WHAT TO WORK ON:
Copy out the records below word for word, reproducing every line as it appears.

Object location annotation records
↓

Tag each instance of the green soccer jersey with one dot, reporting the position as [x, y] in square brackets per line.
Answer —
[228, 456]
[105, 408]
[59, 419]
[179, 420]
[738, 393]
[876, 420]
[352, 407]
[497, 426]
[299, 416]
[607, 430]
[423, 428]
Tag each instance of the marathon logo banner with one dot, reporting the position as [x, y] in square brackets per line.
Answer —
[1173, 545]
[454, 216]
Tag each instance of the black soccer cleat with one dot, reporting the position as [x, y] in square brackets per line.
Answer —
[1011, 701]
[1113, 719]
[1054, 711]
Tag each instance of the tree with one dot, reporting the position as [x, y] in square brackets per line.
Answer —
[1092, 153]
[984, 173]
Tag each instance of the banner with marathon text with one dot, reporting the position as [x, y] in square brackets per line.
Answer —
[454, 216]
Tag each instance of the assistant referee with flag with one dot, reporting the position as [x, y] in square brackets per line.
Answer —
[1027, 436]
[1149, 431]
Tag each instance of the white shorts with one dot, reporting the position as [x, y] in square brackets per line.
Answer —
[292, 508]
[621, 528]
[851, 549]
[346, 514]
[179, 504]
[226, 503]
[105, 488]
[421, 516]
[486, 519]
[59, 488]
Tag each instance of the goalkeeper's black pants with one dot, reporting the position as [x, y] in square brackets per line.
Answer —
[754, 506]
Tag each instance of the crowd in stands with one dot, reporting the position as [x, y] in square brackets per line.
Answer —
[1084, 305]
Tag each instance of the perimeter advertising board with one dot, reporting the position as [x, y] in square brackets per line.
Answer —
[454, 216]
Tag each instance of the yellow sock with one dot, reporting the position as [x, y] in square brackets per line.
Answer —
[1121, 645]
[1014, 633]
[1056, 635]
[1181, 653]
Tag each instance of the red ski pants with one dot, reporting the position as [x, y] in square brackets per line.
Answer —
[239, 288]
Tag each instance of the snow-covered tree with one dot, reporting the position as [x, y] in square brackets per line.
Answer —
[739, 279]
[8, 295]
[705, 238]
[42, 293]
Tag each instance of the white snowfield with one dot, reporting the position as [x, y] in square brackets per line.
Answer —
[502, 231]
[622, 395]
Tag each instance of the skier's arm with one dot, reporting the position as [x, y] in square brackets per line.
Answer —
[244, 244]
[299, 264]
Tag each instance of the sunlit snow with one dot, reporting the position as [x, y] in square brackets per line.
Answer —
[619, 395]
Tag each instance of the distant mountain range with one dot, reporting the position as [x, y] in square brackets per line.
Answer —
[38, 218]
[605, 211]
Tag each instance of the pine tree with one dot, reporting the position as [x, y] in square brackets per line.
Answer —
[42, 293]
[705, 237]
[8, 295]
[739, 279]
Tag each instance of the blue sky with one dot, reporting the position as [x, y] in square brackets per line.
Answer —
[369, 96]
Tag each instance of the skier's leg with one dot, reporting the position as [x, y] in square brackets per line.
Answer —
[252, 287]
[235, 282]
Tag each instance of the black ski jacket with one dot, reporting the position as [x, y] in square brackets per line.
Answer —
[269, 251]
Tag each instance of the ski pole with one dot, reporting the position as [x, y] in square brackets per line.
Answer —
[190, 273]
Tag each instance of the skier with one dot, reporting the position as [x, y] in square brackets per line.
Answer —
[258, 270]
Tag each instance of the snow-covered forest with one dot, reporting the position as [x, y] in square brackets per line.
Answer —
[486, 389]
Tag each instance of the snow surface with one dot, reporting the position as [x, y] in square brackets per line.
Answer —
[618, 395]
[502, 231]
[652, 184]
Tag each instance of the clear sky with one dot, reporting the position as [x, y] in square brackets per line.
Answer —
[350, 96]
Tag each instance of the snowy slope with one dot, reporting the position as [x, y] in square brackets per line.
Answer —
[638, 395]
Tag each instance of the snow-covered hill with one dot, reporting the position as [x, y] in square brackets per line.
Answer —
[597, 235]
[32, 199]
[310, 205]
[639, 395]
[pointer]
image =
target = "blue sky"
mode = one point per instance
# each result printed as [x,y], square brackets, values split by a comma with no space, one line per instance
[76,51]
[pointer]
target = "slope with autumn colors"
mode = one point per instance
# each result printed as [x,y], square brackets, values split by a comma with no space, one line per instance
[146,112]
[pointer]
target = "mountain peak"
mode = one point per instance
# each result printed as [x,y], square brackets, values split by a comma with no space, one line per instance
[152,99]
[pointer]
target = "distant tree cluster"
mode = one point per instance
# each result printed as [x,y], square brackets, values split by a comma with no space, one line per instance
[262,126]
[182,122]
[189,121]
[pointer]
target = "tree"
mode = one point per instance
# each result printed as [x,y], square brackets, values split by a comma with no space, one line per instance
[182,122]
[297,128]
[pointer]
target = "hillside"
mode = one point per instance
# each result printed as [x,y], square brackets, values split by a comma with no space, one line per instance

↑

COMPLETED TASK:
Tag each instance of the green soccer jersey with one dot, reporting the position as [x, y] in square brackets per line.
Answer —
[228, 456]
[105, 408]
[59, 419]
[179, 420]
[738, 393]
[876, 420]
[352, 407]
[497, 426]
[299, 416]
[607, 430]
[423, 428]
Tag each instance of the marathon logo banner with one dot, reporting the position as [x, y] in square brackets per line.
Answer —
[1173, 545]
[454, 216]
Tag each instance of the black soccer cleat with one dot, reporting the position as [x, y] in square brackets per line.
Answer —
[1011, 701]
[1113, 719]
[1054, 711]
Tag each instance of the tree with one dot, reporting the position as [x, y] in square brackets per line.
Answer —
[1092, 153]
[984, 173]
Tag each instance of the banner with marathon text with one dot, reporting the position as [x, y] in square brackets per line.
Answer —
[454, 216]
Tag each instance of the assistant referee with flag with one dot, reporting the position as [x, y] in square brackets per line.
Answer —
[1027, 436]
[1149, 431]
Tag each instance of the white shorts with one dot, reporting the position as [x, y] in square brackets per line.
Answer —
[292, 508]
[621, 528]
[851, 549]
[346, 514]
[179, 504]
[226, 503]
[105, 488]
[421, 516]
[486, 519]
[59, 488]
Tag each instance of the goalkeeper's black pants with one dot, reporting the position as [x, y] in square brackets per line.
Answer —
[754, 506]
Tag each instance of the crowd in stands with one dot, reporting the position as [x, y] in square brackets per line.
Answer —
[1084, 305]
Tag each instance of the perimeter advertising board with one dot, reporting the position as [x, y] in square brackets per line.
Answer —
[454, 216]
Tag each instance of the yellow sock with one dot, reporting the position as [x, y] in square brackets per line.
Answer —
[1121, 645]
[1014, 633]
[1056, 635]
[1181, 653]
Tag each instance of the red ski pants with one dot, reporting the position as [x, y] in square brackets per line.
Answer —
[239, 288]
Tag each instance of the snow-covered tree with one dot, reporting the position as [x, y] in square brackets per line.
Answer —
[739, 279]
[8, 295]
[705, 238]
[42, 293]
Tag each instance of the white snowfield with one dot, reporting the position as [x, y] in square brackets per line.
Answer —
[502, 231]
[622, 395]
Tag each instance of the skier's arm with one dot, reporting the position as [x, y] in square brackets per line.
Answer —
[244, 244]
[299, 264]
Tag each instance of the sunlit snow with one dot, reporting the position as [x, y] in square brackets per line.
Answer —
[619, 395]
Tag each instance of the distant mountain range with one dot, reporting the position as [x, y] in square brackets per line.
Answer —
[38, 218]
[605, 211]
Tag each instance of the pine tree with one dot, reporting the position as [x, y] in square brackets per line.
Answer —
[42, 293]
[705, 237]
[8, 295]
[739, 279]
Tag each instance of the blue sky with one dot, reporting the position as [x, y] in square brackets per line.
Answer —
[369, 96]
Tag each instance of the skier's leg with one dot, reporting the position as [x, y] in square brackets per line.
Answer —
[252, 287]
[235, 282]
Tag each instance of the black ski jacket with one dot, reporting the position as [x, y] in square brackets per line.
Answer —
[269, 251]
Tag each instance of the ski pole with one dot, reporting the position as [x, y] in square brackets per line.
Answer —
[190, 273]
Tag each instance of the skier with one dot, reporting the position as [x, y] in square brackets per line.
Answer —
[258, 270]
Tag each instance of the snow-covered forest with one dot, reporting the position as [x, y] in square brackets per line.
Answer —
[486, 389]
Tag each instance of the snow surface with one dot, reporting the position as [x, y] in square brackets per line.
Answer —
[618, 395]
[502, 231]
[652, 184]
Tag each instance of the clear sky with one dot, reporting the position as [x, y] in square brackets per line.
Answer —
[350, 96]
Tag each instance of the snowy slope with one dot, reporting the position as [x, y] in square brackets per line.
Answer —
[638, 395]
Tag each instance of the snow-covered hill with one dot, reporting the position as [x, y] in square brackets per line.
Answer —
[597, 235]
[32, 199]
[310, 205]
[639, 395]
[pointer]
image =
target = "blue sky"
mode = one point per instance
# each result printed as [x,y], square brackets, values split by a comma with no space, one line per instance
[76,51]
[pointer]
target = "slope with autumn colors"
mode = one point per instance
# each result printed as [x,y], square brackets, values split by a comma with no space, one line per instance
[146,112]
[pointer]
target = "mountain peak"
mode = one point per instance
# each result printed as [x,y], square brackets, values split by a comma with no space, one line per instance
[152,99]
[pointer]
target = "distant tree cluster"
mode = one point per instance
# each result printed as [x,y], square brackets, values split by a comma with no space, one line per instance
[262,126]
[182,122]
[189,121]
[pointer]
target = "tree"
mode = one point per instance
# each result printed as [x,y], square brackets, values split by a comma with no space, one line per instance
[182,122]
[297,128]
[pointer]
target = "hillside"
mode = one point per instance
# each result printed as [x,y], square brackets, values split by a comma with no space, one line per instance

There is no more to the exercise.